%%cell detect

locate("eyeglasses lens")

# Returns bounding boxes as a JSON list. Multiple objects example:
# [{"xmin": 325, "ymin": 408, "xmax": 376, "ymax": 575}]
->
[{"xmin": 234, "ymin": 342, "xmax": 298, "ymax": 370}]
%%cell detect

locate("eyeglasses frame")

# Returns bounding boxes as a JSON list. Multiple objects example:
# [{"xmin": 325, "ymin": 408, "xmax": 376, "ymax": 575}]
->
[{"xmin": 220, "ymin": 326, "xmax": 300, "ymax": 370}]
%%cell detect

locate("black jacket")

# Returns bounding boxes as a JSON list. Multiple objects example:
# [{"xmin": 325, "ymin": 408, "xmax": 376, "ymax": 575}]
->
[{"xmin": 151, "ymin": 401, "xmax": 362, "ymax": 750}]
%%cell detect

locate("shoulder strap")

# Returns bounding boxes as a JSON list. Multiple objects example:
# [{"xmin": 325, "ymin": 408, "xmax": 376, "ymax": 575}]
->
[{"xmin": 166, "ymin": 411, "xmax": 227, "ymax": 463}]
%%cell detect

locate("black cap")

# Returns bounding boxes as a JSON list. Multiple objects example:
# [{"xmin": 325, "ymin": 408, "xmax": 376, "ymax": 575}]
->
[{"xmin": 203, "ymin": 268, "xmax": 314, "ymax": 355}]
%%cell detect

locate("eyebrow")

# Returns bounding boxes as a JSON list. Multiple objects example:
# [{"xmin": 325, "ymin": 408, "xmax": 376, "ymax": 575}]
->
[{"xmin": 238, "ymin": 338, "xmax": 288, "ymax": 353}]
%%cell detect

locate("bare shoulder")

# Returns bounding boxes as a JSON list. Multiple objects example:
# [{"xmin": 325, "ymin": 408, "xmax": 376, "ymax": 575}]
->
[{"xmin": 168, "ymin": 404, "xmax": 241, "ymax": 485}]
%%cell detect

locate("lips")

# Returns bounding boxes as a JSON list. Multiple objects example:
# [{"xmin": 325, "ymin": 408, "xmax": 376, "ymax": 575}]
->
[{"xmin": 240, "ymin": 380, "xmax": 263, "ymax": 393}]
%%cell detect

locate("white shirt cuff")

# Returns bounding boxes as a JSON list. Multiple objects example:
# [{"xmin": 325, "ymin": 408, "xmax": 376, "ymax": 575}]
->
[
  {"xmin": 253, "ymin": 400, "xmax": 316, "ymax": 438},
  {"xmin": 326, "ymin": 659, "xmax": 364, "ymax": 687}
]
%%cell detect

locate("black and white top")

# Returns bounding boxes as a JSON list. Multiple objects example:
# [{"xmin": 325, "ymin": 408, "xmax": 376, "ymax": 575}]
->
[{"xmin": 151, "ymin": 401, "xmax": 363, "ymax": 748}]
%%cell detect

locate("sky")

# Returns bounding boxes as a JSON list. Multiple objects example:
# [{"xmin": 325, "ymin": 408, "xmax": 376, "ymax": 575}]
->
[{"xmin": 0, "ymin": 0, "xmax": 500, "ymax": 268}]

_ _ _

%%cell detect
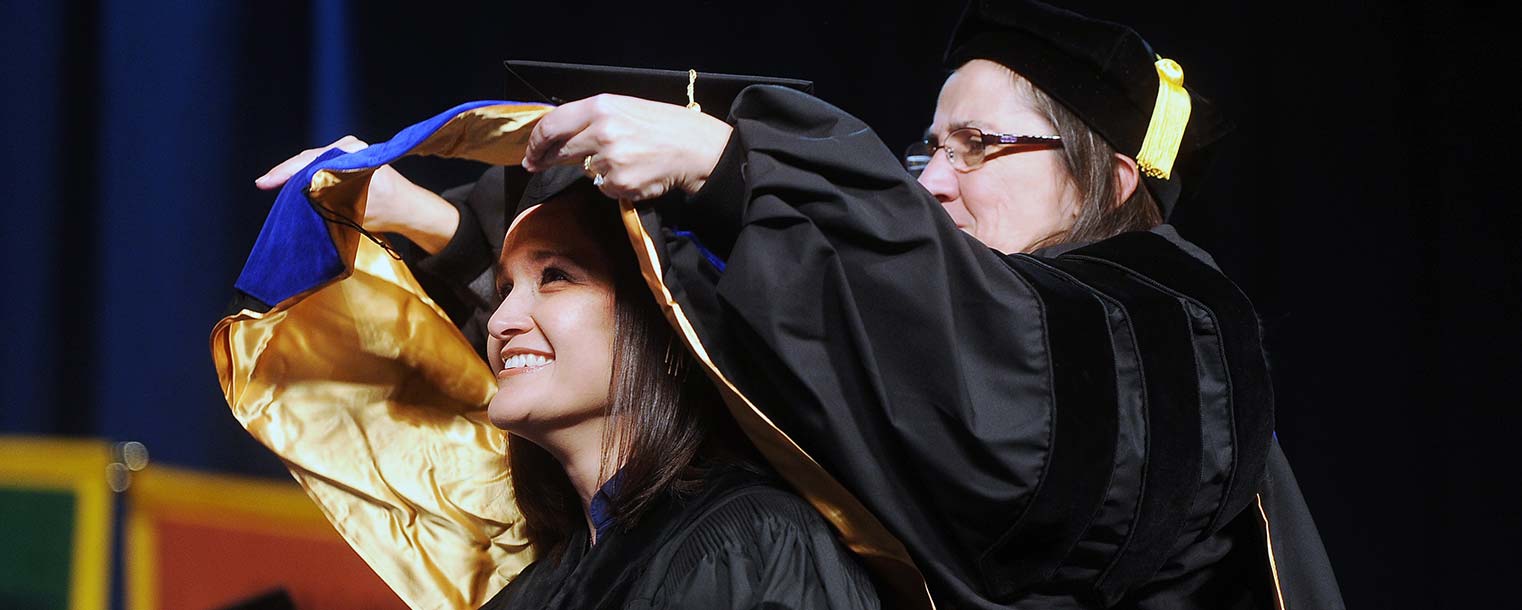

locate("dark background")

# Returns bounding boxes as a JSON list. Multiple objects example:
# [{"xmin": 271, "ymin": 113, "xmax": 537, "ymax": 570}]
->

_ _ _

- The request:
Report every line in the listing that contains the string "white", treating uppercase and lowercase as different.

- Solution for this problem:
locate("white shirt cuff")
locate("black and white top")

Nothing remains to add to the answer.